[start]
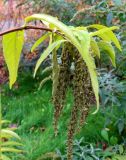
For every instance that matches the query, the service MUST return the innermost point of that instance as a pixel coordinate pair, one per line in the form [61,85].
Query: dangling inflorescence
[82,91]
[63,81]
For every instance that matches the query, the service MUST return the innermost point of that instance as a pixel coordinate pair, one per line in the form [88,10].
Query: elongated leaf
[109,49]
[59,25]
[109,34]
[46,53]
[67,31]
[7,149]
[12,47]
[95,47]
[39,41]
[11,143]
[84,38]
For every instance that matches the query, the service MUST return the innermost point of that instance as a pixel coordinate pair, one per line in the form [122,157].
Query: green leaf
[120,157]
[5,157]
[10,133]
[45,54]
[84,38]
[69,35]
[95,47]
[59,26]
[105,46]
[106,34]
[7,149]
[104,134]
[11,143]
[12,47]
[39,41]
[113,140]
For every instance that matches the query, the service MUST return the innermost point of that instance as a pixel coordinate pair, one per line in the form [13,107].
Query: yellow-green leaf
[39,41]
[12,47]
[108,35]
[109,50]
[45,54]
[11,143]
[5,157]
[7,149]
[59,26]
[10,133]
[95,47]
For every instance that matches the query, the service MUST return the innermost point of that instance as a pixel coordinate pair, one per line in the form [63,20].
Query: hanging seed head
[82,91]
[63,82]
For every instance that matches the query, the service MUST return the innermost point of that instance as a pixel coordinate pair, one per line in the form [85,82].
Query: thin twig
[29,27]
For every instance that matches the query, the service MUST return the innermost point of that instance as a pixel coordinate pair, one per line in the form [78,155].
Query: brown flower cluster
[82,91]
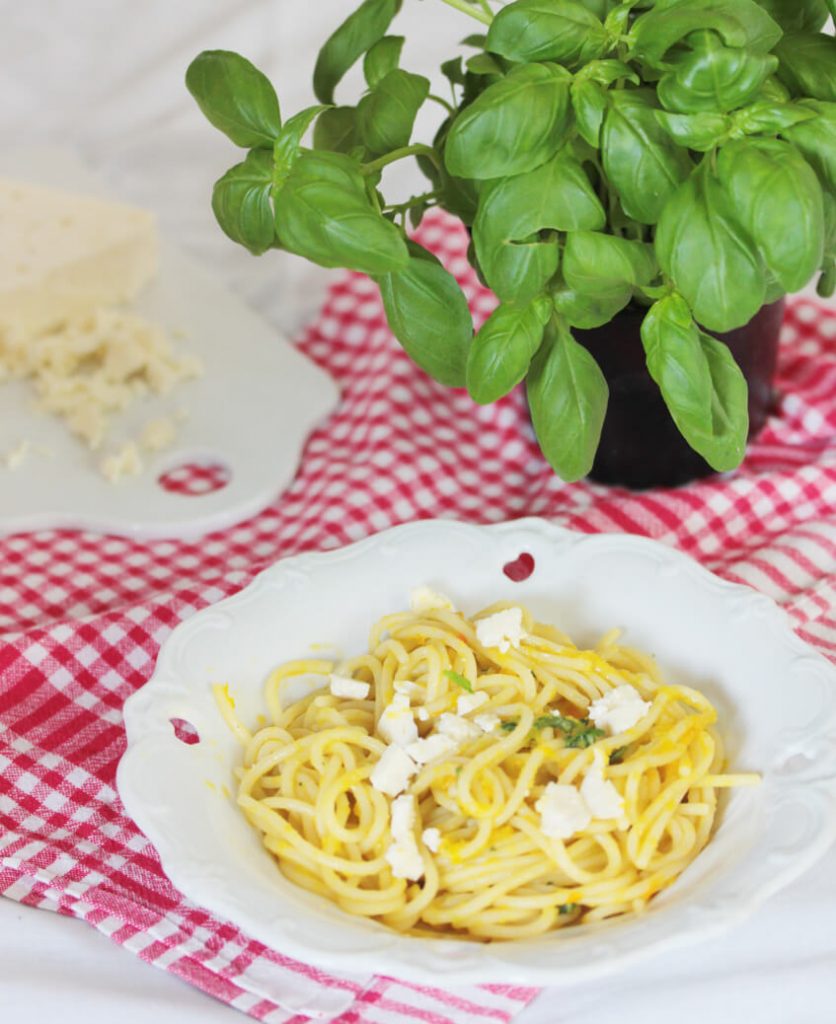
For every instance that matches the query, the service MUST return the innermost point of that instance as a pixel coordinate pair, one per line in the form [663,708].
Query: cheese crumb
[562,811]
[95,366]
[404,856]
[122,464]
[392,772]
[341,686]
[469,701]
[600,796]
[619,710]
[488,722]
[396,724]
[457,728]
[431,838]
[430,749]
[502,630]
[425,599]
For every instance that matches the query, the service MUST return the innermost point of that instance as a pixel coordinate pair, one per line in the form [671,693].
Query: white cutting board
[252,411]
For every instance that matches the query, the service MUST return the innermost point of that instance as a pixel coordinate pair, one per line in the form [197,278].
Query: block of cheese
[61,256]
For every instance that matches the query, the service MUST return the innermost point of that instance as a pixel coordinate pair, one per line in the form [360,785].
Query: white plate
[776,696]
[251,412]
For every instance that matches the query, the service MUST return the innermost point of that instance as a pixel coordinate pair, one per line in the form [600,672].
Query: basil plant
[675,154]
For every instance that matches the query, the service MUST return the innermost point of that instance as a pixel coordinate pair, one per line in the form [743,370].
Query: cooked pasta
[482,778]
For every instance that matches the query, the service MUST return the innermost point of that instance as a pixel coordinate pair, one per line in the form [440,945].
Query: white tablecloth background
[105,77]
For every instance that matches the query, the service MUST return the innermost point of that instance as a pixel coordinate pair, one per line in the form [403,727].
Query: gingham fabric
[83,617]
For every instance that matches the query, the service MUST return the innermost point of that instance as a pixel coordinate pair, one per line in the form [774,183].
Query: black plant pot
[640,446]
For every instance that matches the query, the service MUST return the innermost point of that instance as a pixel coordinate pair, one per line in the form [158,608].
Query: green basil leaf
[729,409]
[778,199]
[429,315]
[605,265]
[345,46]
[808,65]
[586,311]
[484,64]
[568,397]
[381,58]
[701,247]
[453,71]
[817,139]
[774,91]
[386,115]
[740,23]
[797,15]
[640,160]
[324,214]
[336,130]
[547,30]
[600,8]
[289,140]
[557,196]
[236,97]
[515,125]
[241,201]
[769,118]
[696,131]
[702,385]
[475,39]
[607,72]
[589,103]
[503,348]
[713,77]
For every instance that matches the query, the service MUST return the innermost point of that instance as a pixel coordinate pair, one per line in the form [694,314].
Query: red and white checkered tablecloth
[82,617]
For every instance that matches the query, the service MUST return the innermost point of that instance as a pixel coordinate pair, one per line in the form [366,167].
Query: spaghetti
[484,777]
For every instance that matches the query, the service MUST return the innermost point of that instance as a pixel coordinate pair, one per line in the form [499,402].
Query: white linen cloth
[106,78]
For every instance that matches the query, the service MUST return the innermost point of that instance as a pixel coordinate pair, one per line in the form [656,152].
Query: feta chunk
[404,856]
[392,772]
[457,728]
[425,599]
[619,710]
[430,749]
[341,686]
[431,839]
[562,811]
[396,724]
[469,701]
[502,630]
[488,722]
[600,796]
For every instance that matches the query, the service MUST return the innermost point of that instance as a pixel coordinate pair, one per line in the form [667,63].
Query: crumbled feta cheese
[619,710]
[600,796]
[562,811]
[404,856]
[502,630]
[457,728]
[392,772]
[425,599]
[469,701]
[488,722]
[396,724]
[408,687]
[122,464]
[341,686]
[431,839]
[430,749]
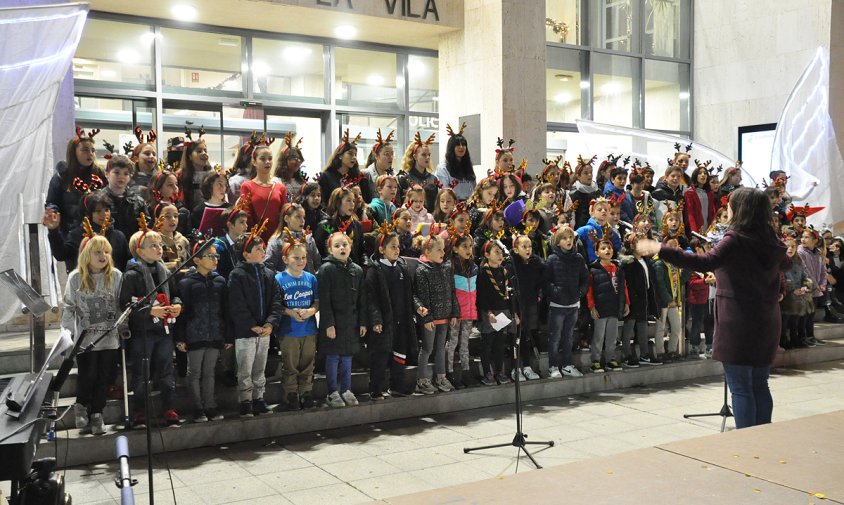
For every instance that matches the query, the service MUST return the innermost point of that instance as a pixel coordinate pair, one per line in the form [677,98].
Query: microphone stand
[520,439]
[67,364]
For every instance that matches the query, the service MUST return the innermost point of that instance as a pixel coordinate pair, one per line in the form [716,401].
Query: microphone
[124,480]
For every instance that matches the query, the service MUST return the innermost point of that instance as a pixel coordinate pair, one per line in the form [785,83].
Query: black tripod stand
[520,439]
[725,411]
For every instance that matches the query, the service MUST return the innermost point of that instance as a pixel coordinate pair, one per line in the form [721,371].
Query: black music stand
[725,411]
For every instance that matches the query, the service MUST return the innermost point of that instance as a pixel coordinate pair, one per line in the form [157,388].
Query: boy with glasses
[201,330]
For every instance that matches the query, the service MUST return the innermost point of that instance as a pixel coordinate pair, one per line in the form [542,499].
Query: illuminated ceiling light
[295,54]
[148,37]
[345,32]
[562,98]
[128,56]
[416,66]
[260,69]
[184,12]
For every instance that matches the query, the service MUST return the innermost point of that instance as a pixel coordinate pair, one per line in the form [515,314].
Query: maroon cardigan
[747,288]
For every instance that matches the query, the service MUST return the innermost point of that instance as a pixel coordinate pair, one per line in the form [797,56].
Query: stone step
[227,397]
[83,449]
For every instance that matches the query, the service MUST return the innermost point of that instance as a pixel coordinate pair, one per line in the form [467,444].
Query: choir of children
[435,269]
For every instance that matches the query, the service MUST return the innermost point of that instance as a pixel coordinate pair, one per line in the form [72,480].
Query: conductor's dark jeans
[752,402]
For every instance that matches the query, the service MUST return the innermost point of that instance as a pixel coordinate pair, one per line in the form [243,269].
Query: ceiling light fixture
[295,54]
[184,12]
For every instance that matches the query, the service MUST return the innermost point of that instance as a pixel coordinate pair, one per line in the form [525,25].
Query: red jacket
[697,291]
[693,213]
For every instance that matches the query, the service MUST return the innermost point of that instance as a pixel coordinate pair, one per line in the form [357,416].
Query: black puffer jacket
[141,324]
[427,180]
[354,231]
[65,199]
[380,310]
[434,290]
[642,296]
[609,296]
[582,195]
[664,193]
[254,299]
[202,321]
[67,250]
[341,306]
[529,275]
[566,277]
[126,209]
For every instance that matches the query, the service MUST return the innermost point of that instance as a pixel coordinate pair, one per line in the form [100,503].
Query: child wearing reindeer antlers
[154,322]
[298,326]
[389,307]
[255,309]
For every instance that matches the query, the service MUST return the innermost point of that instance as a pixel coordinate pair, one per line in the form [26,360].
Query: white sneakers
[349,398]
[80,413]
[530,374]
[571,371]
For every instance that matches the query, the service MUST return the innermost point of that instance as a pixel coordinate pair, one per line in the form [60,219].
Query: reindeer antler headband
[450,131]
[380,141]
[150,138]
[501,149]
[417,141]
[81,135]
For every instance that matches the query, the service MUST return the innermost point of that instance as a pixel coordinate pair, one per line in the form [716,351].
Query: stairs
[84,449]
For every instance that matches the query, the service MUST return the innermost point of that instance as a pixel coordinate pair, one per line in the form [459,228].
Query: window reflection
[365,77]
[210,62]
[290,69]
[115,52]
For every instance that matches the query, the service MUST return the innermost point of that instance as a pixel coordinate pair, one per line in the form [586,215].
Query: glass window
[175,122]
[667,28]
[566,98]
[617,87]
[368,128]
[424,76]
[615,24]
[308,129]
[289,69]
[563,21]
[115,52]
[210,62]
[365,77]
[666,95]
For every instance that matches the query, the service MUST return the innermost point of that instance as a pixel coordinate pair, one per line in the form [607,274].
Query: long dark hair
[459,168]
[752,214]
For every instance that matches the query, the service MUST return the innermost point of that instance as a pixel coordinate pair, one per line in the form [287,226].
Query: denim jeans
[201,365]
[433,342]
[251,353]
[333,363]
[752,402]
[561,322]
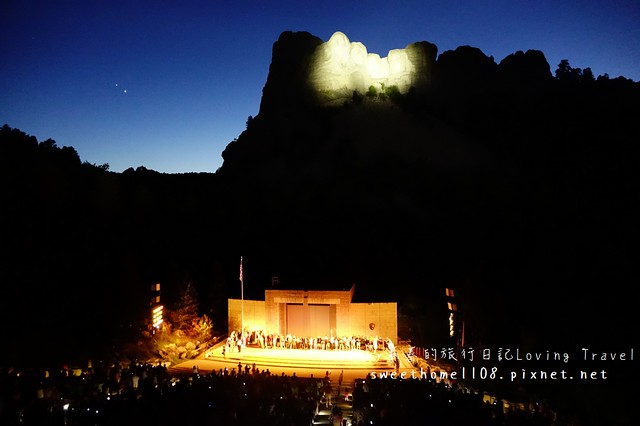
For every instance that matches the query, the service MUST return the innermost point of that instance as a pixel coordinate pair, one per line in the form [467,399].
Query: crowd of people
[238,339]
[146,394]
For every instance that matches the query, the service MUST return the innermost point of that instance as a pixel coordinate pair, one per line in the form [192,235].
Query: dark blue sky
[168,84]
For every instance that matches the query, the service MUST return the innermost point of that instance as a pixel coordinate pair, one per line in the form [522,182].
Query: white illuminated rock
[340,67]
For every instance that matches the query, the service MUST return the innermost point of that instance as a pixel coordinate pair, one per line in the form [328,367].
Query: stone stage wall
[341,317]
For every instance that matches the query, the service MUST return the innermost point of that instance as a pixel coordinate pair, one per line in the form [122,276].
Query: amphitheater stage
[309,358]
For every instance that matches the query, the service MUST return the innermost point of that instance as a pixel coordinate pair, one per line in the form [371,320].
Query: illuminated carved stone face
[340,67]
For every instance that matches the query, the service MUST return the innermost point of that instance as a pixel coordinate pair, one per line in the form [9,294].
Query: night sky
[167,85]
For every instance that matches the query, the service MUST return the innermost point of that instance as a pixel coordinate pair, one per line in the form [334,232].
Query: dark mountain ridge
[513,186]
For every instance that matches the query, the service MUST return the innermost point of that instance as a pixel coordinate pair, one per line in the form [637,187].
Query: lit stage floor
[357,359]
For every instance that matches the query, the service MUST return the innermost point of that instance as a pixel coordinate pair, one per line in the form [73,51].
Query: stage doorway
[308,320]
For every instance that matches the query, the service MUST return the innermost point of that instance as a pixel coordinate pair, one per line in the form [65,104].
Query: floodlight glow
[340,67]
[156,316]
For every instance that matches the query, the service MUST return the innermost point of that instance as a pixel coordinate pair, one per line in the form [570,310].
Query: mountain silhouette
[513,185]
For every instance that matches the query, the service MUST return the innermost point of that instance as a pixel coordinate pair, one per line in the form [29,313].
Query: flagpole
[242,300]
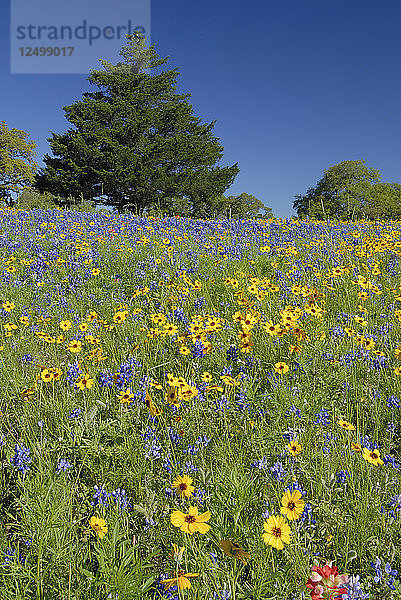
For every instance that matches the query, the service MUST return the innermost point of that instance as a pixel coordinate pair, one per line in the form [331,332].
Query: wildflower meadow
[199,409]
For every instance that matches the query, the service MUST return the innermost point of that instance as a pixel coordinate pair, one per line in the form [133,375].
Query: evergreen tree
[339,193]
[17,162]
[135,142]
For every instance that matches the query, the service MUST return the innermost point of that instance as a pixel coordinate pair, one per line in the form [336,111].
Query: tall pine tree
[135,141]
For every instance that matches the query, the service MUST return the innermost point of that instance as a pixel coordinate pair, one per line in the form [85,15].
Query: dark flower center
[190,519]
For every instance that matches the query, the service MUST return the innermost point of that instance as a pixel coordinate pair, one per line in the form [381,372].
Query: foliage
[17,161]
[135,142]
[350,190]
[243,206]
[256,362]
[30,199]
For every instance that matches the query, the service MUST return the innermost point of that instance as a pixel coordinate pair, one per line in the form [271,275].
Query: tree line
[135,145]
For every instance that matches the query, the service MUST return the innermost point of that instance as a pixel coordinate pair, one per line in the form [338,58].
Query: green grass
[233,440]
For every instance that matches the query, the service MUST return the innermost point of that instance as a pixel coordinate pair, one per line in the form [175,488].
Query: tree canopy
[350,190]
[17,161]
[135,141]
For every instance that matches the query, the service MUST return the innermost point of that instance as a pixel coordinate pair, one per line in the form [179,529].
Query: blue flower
[21,458]
[63,465]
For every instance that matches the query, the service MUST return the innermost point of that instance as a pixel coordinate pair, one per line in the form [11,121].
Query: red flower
[325,583]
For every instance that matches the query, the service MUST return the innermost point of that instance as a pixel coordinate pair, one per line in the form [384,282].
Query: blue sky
[294,87]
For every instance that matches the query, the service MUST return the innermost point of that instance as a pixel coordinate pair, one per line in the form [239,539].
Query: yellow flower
[183,486]
[84,382]
[292,505]
[191,522]
[176,552]
[75,346]
[126,397]
[180,579]
[277,532]
[281,368]
[98,525]
[294,447]
[184,350]
[372,456]
[234,550]
[8,306]
[346,425]
[47,375]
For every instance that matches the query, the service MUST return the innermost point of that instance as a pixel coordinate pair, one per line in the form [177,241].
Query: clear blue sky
[295,87]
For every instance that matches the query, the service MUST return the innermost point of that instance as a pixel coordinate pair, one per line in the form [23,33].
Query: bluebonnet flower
[376,394]
[72,373]
[222,404]
[167,465]
[153,450]
[232,353]
[174,436]
[295,486]
[392,573]
[63,465]
[203,441]
[197,349]
[100,497]
[322,418]
[28,358]
[223,594]
[159,592]
[74,414]
[199,302]
[395,503]
[342,476]
[21,458]
[190,467]
[266,512]
[337,332]
[277,471]
[149,522]
[293,410]
[261,464]
[105,379]
[307,515]
[10,556]
[354,590]
[393,402]
[120,498]
[390,461]
[391,428]
[378,570]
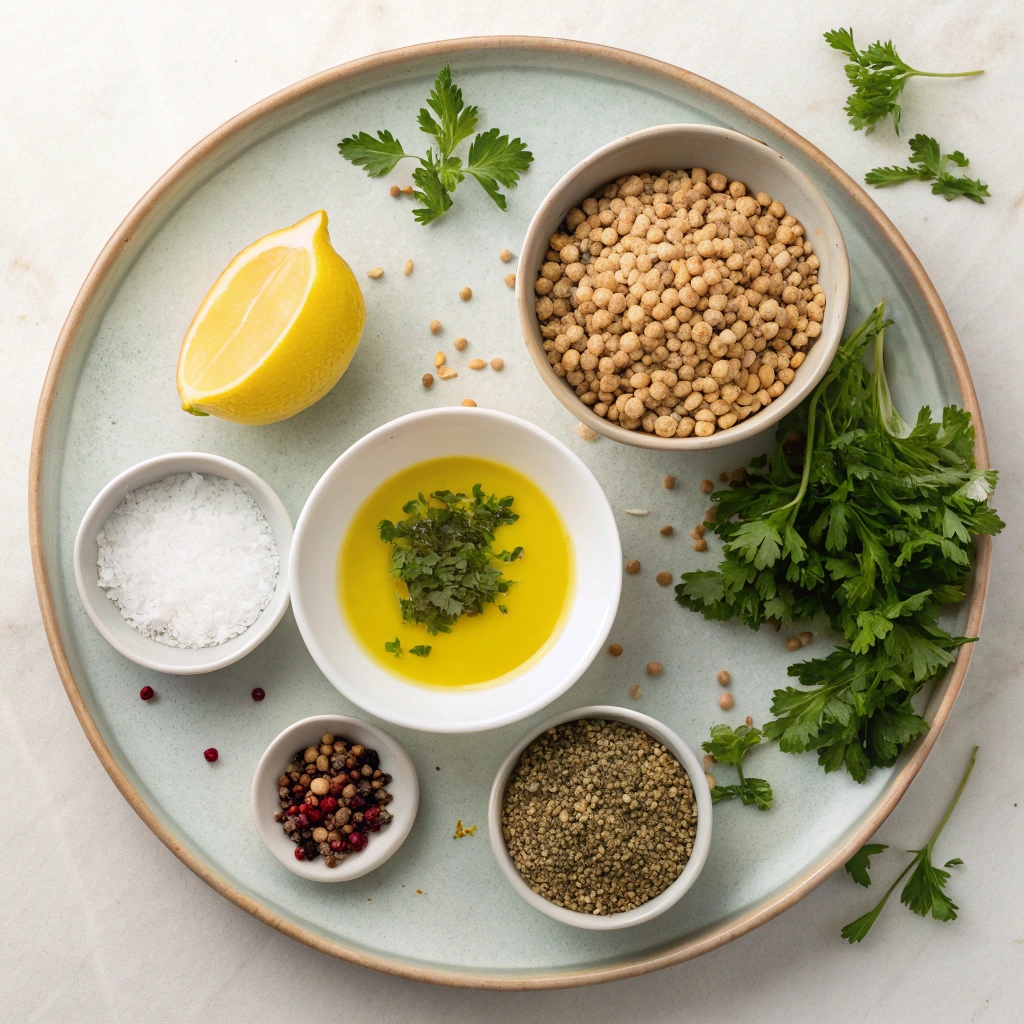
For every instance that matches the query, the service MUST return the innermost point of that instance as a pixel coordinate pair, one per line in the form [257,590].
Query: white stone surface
[99,922]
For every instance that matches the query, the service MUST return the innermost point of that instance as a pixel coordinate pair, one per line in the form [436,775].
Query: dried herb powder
[599,817]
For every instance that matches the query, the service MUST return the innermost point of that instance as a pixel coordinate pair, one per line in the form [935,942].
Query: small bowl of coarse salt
[181,562]
[600,818]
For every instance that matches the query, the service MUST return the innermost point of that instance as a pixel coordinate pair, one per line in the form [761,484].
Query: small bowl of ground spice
[334,797]
[601,818]
[181,562]
[687,307]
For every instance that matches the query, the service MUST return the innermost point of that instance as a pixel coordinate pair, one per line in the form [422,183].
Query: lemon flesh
[275,332]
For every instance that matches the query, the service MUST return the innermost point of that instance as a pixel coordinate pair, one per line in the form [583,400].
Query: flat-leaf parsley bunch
[494,159]
[869,521]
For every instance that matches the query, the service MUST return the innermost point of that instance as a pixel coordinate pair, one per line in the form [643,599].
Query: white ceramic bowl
[404,787]
[659,903]
[738,157]
[104,614]
[593,597]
[end]
Directive –
Starting with the line that contains "the form [422,183].", output every line through the end of the listing above, unchanged.

Written response –
For every instance that matches the query, the service MUST return the innermost point of that instance as a pixel coordinate pair, one per line in the form [422,183].
Query: lemon flesh
[275,332]
For every instance that matches the query, the service MUST return the innermost point of that instance as a pixel coordinate pair, one per line in the form [583,400].
Query: flat-leaf parsley bunch
[494,159]
[869,521]
For every instance that matches the query, the service MUST return the innermost point of that instance as a pixel coordinate pair, one per line in the form [643,599].
Query: white ceramic bowl
[404,787]
[659,903]
[738,157]
[104,614]
[593,597]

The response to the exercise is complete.